• **Aim of the task**
Resume the passage below on integrity pacts in public procurement, starting right after its last sentence.

• **Quoted passage**
Public procurement is one of the highest risk areas for corruption. A public project contaminated with corruption is a recipe for disaster: ordinary citizens suffer from substandard facilities and services; competitive companies lose out when the bidding is rigged; and government money vanishes without making a difference. To rein in procurement corruption in, improving transparency and civic monitoring is vital. That’s why an “integrity pact” (IP)—a legally-binding contractual provision that commits all parties to comply with anticorruption best practices from the time the tender is designed to the completion of the project—can be such a useful tool.
An IP is more than a demonstration of commitment to avoid corruption practices on the part of its signatories. An IP contains obligations for bidders and government authorities, among other things, to refrain from offering or accepting bribes and to disclose all contract expenses and commissions; the IP also sets out sanctions for non-compliance, such as termination of the contract, liability for damages, or debarment from future public contracts. Perhaps most importantly, an IP creates a monitoring process where an Independent External Monitor—which can be an individual, a civil society organization, or a group with combined expertise and technical support—independently scrutinizes the deal for any anomaly or violation of the IP, and ensures proper implementation of the contract and the satisfaction of all stakeholders’ obligations. To execute these functions, the monitor is entrusted to examine government tender documents, bidders’ proposals, and evaluator’ assessment reports of the bids, to visit construction sites and contractor offices, and to facilitate exchange with the local communities and public hearings.

• **Extracted records**
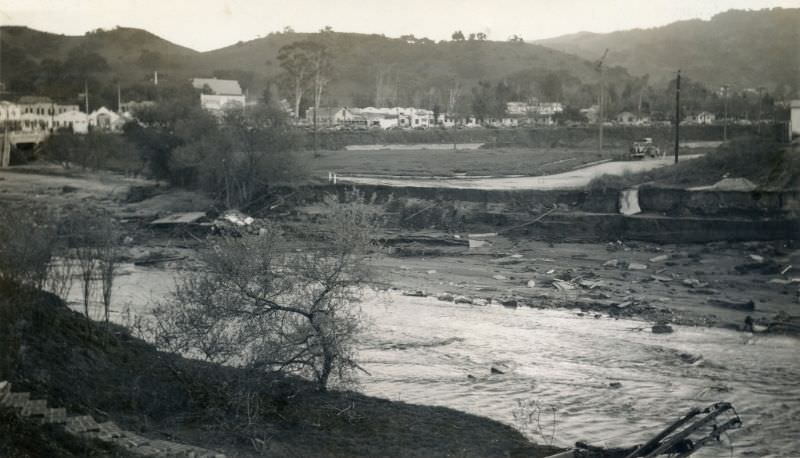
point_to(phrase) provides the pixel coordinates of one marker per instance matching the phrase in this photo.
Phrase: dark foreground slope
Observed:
(745, 49)
(105, 372)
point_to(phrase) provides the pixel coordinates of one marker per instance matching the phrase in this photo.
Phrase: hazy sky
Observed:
(210, 24)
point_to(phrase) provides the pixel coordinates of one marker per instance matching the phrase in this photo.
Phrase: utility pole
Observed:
(760, 100)
(601, 109)
(86, 95)
(725, 121)
(677, 114)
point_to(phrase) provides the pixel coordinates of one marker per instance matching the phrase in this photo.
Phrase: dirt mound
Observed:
(102, 370)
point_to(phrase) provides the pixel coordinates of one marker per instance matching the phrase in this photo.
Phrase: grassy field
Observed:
(112, 375)
(481, 162)
(769, 165)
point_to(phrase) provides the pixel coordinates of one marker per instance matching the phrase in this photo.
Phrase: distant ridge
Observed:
(746, 49)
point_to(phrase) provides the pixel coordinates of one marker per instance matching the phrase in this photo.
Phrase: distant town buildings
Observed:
(218, 95)
(368, 117)
(41, 115)
(129, 108)
(705, 117)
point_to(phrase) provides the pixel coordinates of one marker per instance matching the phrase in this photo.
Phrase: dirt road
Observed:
(568, 180)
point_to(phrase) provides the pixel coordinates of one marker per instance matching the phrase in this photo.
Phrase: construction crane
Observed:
(601, 111)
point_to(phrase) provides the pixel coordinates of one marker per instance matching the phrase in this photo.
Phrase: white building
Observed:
(75, 120)
(705, 117)
(218, 95)
(794, 120)
(105, 119)
(10, 114)
(38, 113)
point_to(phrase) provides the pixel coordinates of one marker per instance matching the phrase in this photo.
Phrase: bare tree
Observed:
(260, 304)
(107, 261)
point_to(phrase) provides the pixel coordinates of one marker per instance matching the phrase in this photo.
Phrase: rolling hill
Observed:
(369, 69)
(747, 49)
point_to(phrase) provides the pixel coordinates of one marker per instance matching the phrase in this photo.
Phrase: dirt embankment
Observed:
(107, 373)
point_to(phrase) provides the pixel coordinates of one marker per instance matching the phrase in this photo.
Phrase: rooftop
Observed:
(217, 86)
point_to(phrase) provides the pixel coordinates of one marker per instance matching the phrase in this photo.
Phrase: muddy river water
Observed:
(421, 350)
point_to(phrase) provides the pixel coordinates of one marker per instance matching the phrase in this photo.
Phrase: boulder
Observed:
(662, 329)
(445, 297)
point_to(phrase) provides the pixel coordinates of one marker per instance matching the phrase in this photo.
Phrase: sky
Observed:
(210, 24)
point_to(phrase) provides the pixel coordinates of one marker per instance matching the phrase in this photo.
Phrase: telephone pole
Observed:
(601, 108)
(677, 114)
(725, 121)
(760, 101)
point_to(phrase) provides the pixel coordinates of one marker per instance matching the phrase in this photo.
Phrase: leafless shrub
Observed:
(27, 243)
(94, 245)
(528, 416)
(264, 306)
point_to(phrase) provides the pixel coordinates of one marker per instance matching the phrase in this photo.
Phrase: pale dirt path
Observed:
(574, 179)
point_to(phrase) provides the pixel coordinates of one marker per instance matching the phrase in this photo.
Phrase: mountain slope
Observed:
(417, 71)
(746, 49)
(369, 69)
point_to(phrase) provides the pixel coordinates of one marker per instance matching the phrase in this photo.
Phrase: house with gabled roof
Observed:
(217, 95)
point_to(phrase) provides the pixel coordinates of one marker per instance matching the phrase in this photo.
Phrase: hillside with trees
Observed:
(744, 49)
(367, 69)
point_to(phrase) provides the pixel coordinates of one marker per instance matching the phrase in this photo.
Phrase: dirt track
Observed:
(574, 179)
(690, 284)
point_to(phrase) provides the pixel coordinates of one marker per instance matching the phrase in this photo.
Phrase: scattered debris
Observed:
(179, 219)
(694, 283)
(508, 302)
(562, 285)
(662, 329)
(238, 218)
(729, 304)
(766, 267)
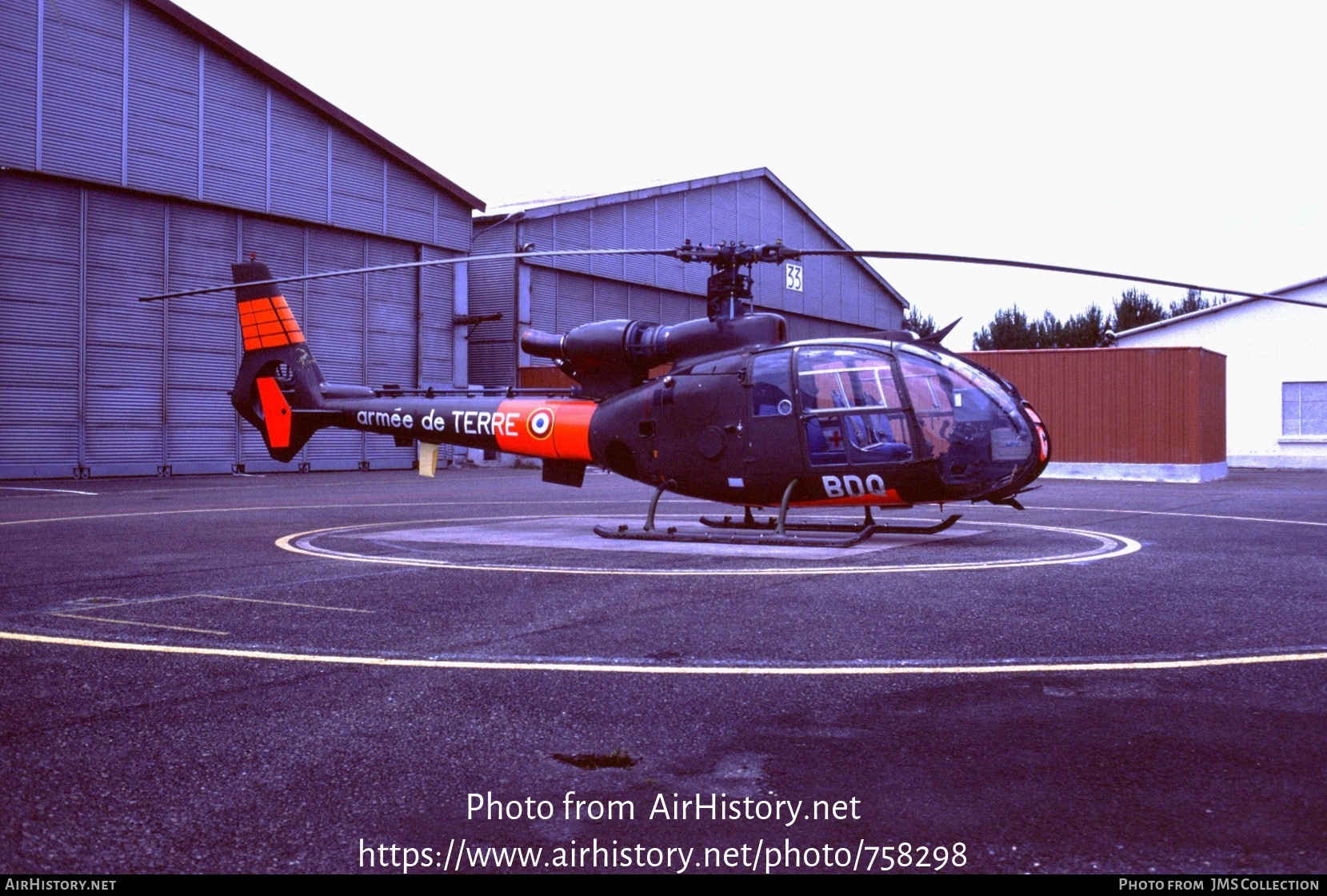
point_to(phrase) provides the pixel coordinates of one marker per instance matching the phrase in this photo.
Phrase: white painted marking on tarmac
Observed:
(286, 603)
(1005, 666)
(267, 507)
(1107, 546)
(1175, 513)
(126, 622)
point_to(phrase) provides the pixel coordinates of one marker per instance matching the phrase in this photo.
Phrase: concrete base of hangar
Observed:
(1280, 461)
(1137, 471)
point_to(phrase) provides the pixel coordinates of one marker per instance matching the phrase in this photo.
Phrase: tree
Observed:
(1193, 300)
(1009, 330)
(1135, 308)
(1085, 330)
(916, 323)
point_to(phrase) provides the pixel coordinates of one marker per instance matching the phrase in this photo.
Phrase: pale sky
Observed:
(1169, 140)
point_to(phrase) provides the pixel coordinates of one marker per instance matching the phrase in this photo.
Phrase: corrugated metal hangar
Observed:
(144, 151)
(827, 296)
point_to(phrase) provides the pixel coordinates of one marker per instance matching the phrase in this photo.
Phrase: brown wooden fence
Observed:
(1123, 405)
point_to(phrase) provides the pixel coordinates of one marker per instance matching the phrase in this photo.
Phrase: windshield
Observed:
(968, 420)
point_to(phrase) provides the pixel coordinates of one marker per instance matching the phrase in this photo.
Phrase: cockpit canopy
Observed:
(863, 404)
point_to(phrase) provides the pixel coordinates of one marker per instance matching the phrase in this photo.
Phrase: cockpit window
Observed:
(968, 421)
(852, 408)
(833, 378)
(771, 386)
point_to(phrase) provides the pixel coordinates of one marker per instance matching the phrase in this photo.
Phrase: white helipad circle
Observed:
(1101, 546)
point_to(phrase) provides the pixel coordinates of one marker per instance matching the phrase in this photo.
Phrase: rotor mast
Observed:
(729, 288)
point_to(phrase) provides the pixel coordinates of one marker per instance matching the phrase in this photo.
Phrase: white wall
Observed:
(1266, 344)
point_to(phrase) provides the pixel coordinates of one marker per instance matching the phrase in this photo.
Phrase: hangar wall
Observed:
(142, 151)
(836, 298)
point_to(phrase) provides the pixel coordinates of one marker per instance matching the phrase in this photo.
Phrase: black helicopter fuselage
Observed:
(865, 422)
(741, 416)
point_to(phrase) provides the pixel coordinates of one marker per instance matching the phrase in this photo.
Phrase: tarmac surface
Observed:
(296, 674)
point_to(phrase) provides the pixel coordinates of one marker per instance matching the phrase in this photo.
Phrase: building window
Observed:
(1303, 409)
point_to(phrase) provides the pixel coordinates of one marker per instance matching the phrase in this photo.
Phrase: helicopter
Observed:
(721, 408)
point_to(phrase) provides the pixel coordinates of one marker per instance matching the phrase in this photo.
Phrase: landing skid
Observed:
(821, 526)
(774, 531)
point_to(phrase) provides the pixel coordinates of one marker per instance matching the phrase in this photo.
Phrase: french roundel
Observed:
(541, 424)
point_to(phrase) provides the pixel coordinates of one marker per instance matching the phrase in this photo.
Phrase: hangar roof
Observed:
(548, 206)
(221, 42)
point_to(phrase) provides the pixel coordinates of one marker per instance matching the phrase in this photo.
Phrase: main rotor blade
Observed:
(1057, 269)
(402, 267)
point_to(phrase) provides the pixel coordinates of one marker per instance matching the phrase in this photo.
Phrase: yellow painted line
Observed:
(1125, 546)
(125, 622)
(974, 670)
(286, 603)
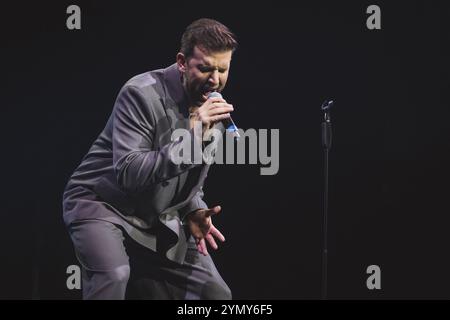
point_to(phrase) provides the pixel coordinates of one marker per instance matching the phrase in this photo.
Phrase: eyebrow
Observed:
(207, 66)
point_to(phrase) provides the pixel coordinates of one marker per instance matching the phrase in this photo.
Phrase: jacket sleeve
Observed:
(194, 204)
(136, 163)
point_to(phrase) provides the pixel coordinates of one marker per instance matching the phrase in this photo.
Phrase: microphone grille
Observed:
(214, 94)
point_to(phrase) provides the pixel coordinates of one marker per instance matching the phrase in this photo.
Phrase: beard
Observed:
(197, 91)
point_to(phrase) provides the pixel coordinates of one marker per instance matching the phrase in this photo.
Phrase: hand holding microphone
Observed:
(216, 109)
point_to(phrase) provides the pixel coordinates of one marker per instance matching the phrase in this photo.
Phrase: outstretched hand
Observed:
(201, 228)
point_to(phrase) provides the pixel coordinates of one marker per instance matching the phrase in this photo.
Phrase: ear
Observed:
(181, 62)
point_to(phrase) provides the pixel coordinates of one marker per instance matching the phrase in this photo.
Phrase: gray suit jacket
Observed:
(128, 178)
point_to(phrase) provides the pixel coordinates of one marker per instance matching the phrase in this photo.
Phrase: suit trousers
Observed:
(114, 266)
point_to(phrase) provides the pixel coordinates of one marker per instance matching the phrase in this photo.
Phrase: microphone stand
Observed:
(326, 144)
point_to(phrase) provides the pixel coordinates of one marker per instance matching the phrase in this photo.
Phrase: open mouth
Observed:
(206, 93)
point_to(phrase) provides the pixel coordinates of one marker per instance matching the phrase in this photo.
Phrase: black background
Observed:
(388, 166)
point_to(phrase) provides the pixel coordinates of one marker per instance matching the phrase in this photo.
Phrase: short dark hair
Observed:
(209, 35)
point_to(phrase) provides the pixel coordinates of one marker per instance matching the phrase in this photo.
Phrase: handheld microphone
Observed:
(228, 123)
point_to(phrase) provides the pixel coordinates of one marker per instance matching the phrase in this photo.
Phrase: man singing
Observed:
(136, 218)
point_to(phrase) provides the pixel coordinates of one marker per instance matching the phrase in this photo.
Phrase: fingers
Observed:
(213, 230)
(213, 211)
(211, 241)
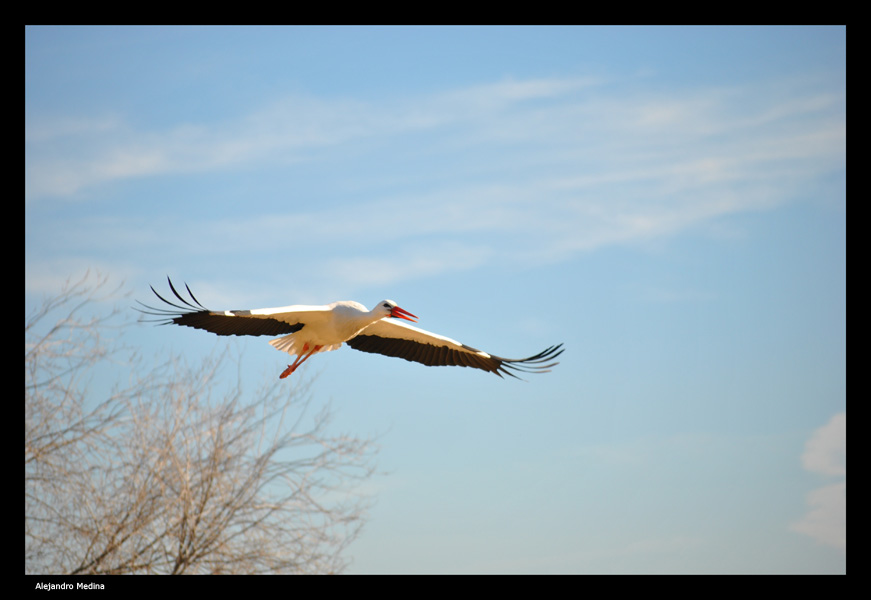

• **Task response**
IPs have previously been used in public procurement projects in many countries, including Romania, Bulgaria, the Czech Republic, Slovenia, Portugal, Hungary, Latvia, Poland, Greece, Italy, India, and many others. It’s notable that many of the states that have embraced IPs are countries where governments have a long track record of corruption and abuse of power. IPs have at least three roles to play to help facilitate transparency and civic monitoring so as to safeguard the competitiveness and fairness of the procurement process:
- First, the independent external monitor can help detect practices designed to favor a particular company. In an ordinary procurement process, insiders can collude to ensure that a favored company (perhaps the one that has paid the largest bribe) gets the contract. During the bid preparation phase, bidding documents can be drafted in a way to favor particular bidder, often using subjective selection criteria and convoluted, unnecessarily complex terms to disguise this favoritism. Also, contractors may try to make the tender appear so complex and integrated that the government decides to use a single contract, rather than several smaller contracts, resulting in over-dependence on a single firm. Moreover, during contract implementation, the contractor’s site engineers often request “change orders”—that is, modifications to the contract—using various pretexts (such as changes of circumstances, cost, or the scope of work), with the result that the project becomes something much different from, and more expensive than, than the original job. These corrupt practices are made easier by the ability of the government officials and the company to withhold and block public access to key information. Independent scrutiny by IP monitors can redress this problem, especially if the monitor is equipped with the relevant technical expertise. The monitor can use its authority under the IP to require each bidder to disclose all payments made in relation to the contract, to demand authorities to explain the rationale for selection standards, and to determine whether the justifications proffered for change orders make sense. As soon as the monitor detects suspicious “red flags,” it can immediately notify the authorities.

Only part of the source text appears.